_Task brief:_
Count the lines in the records below that contain the string "positive", matching case exactly. Reply with the number only.

_Data for review:_

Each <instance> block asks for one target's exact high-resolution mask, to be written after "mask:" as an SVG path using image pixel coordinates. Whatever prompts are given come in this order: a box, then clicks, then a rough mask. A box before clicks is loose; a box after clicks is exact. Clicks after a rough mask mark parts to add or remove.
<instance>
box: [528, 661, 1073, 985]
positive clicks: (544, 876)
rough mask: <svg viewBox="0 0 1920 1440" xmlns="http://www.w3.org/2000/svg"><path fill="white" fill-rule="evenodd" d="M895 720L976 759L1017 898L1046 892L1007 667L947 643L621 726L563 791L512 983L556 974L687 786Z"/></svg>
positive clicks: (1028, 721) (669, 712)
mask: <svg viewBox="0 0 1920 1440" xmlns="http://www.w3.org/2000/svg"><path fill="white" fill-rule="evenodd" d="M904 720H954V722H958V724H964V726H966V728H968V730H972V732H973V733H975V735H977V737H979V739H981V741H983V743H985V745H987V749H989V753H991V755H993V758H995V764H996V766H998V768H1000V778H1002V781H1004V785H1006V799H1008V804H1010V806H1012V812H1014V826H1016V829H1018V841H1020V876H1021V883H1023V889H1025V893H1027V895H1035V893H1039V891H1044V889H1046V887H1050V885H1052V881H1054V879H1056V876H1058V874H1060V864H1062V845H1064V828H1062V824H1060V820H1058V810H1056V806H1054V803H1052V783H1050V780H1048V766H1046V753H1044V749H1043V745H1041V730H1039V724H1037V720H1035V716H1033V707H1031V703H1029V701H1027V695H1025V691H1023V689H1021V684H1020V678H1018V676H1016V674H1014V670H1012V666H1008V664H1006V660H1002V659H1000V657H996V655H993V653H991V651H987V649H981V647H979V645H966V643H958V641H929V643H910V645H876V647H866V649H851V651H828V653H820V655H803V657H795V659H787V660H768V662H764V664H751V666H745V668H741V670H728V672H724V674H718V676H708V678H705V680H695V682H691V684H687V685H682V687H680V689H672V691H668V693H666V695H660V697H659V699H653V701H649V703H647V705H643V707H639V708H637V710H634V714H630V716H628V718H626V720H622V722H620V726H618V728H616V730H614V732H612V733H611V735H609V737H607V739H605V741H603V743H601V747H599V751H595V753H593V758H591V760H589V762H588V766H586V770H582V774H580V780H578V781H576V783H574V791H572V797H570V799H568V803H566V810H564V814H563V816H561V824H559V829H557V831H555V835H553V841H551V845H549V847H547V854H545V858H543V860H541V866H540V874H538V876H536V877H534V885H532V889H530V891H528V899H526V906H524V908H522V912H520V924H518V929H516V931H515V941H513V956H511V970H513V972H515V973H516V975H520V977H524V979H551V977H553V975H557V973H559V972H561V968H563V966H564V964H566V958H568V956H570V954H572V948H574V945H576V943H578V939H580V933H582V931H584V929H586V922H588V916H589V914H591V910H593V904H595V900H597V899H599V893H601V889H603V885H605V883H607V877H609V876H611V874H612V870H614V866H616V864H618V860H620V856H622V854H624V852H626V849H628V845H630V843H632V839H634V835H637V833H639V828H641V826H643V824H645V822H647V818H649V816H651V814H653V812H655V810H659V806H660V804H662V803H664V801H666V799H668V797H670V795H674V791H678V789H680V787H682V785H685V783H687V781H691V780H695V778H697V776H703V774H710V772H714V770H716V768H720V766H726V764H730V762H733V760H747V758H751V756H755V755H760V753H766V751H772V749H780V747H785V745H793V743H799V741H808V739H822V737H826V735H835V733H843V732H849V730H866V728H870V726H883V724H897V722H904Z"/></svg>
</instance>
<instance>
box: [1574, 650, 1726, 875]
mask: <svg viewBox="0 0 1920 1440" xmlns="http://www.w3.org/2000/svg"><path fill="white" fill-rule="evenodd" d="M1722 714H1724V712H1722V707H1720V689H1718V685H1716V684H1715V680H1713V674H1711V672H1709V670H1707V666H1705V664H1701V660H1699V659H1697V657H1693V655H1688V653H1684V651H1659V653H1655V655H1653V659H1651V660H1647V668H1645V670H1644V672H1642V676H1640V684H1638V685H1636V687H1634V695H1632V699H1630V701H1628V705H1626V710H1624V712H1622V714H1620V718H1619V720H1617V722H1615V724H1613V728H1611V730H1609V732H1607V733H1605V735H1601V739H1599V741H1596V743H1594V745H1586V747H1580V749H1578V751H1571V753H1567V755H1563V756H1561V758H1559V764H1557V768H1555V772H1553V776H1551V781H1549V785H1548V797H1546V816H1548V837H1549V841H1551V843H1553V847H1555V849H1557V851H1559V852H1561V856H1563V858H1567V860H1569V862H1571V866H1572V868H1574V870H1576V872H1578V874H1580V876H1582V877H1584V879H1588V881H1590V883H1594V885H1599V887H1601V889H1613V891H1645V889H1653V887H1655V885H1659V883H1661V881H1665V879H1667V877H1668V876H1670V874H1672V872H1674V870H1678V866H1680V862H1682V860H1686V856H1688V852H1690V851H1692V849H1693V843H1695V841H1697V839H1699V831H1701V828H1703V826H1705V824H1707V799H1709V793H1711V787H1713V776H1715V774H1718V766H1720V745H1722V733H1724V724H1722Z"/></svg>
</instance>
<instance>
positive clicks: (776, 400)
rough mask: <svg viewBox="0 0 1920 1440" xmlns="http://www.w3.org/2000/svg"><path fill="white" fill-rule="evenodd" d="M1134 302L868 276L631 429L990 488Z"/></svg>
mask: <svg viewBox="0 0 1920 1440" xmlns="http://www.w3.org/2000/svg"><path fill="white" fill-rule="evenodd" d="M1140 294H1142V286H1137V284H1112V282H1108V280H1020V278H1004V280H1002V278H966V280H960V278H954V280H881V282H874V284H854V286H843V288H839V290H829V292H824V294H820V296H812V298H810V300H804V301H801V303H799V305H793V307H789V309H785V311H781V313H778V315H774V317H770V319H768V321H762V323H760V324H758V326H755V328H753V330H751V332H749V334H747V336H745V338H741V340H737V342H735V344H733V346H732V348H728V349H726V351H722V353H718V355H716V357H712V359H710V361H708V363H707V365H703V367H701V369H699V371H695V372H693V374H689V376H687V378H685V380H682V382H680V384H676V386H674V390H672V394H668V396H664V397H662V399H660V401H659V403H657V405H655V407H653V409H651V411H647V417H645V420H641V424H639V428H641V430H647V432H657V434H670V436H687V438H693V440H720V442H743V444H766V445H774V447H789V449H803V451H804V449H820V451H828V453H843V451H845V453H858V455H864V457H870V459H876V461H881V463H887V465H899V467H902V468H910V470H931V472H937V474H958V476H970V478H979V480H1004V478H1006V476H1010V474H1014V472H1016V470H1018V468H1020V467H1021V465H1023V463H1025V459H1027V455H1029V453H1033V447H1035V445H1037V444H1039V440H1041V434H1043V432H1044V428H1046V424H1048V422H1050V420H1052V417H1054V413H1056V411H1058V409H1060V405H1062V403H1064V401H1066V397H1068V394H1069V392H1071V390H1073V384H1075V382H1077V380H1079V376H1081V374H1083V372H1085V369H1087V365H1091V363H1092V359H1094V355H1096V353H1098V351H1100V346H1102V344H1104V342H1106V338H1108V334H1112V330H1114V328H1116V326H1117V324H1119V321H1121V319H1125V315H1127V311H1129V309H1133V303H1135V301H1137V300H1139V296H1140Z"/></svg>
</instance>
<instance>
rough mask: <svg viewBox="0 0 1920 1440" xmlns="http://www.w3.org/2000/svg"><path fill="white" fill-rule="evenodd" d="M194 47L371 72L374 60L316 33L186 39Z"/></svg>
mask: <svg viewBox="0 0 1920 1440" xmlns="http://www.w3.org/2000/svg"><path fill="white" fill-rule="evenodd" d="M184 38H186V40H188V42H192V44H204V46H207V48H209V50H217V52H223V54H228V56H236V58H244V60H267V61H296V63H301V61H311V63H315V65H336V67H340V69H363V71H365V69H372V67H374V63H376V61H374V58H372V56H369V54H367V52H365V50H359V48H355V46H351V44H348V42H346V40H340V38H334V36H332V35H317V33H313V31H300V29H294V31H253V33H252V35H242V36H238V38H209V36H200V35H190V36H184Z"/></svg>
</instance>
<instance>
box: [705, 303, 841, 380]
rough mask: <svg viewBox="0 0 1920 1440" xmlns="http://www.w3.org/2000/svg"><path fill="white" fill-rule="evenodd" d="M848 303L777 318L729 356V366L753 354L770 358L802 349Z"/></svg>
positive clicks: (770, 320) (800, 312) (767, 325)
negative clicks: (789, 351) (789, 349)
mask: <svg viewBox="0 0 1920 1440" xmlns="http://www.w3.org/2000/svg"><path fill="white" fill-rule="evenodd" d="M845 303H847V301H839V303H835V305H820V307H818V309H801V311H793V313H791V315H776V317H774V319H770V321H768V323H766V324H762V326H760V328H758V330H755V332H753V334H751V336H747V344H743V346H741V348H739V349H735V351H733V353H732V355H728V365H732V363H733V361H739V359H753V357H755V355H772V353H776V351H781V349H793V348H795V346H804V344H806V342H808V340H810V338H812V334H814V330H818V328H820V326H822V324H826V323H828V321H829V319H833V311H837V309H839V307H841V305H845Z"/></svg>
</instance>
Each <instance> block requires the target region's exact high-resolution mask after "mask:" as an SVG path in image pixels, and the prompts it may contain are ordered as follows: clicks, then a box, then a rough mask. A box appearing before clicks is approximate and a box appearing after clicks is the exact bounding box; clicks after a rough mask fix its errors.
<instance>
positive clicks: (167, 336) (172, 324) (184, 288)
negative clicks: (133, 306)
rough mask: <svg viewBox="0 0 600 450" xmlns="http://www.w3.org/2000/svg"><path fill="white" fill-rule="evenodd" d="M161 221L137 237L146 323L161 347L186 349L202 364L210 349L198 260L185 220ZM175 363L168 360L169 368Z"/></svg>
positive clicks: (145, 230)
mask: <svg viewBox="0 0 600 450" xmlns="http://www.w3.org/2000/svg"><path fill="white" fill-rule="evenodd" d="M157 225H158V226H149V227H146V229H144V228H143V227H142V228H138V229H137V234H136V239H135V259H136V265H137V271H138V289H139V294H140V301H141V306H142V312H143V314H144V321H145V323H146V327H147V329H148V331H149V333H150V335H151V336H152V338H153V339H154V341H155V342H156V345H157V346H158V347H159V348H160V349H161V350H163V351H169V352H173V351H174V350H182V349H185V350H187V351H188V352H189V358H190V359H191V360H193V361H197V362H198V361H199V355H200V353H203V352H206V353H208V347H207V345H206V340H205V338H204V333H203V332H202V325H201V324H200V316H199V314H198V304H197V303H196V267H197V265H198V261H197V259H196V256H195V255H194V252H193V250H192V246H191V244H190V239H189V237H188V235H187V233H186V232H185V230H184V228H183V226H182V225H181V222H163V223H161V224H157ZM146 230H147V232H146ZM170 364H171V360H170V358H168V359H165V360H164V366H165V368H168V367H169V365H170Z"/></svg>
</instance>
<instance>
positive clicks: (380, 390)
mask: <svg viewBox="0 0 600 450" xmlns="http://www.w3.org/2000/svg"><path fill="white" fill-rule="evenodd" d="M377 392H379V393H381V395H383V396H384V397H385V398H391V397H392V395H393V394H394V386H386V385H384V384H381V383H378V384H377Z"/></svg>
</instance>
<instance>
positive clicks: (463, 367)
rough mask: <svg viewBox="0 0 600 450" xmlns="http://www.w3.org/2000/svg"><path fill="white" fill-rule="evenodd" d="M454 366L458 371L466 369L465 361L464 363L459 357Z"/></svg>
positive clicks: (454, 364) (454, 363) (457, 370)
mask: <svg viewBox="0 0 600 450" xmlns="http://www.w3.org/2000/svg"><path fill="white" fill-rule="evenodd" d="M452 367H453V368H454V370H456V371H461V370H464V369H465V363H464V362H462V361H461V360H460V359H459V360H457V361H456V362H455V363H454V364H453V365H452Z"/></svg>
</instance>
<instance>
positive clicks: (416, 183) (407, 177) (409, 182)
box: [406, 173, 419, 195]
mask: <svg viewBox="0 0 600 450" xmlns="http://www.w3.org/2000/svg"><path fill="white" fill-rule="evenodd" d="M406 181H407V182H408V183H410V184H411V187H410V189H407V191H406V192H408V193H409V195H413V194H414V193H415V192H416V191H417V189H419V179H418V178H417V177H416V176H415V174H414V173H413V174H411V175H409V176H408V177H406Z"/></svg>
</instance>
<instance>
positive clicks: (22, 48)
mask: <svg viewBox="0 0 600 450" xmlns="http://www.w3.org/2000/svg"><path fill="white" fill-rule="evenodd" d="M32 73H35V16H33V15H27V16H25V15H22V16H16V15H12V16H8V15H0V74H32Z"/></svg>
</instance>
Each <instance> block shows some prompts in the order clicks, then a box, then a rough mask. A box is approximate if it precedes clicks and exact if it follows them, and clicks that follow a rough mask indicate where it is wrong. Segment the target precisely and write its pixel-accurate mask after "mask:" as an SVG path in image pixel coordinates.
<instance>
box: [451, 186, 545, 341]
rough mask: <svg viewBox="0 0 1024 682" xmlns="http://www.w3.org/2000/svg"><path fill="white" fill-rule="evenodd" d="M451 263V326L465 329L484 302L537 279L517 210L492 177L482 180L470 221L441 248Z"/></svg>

_Response for this exercise:_
11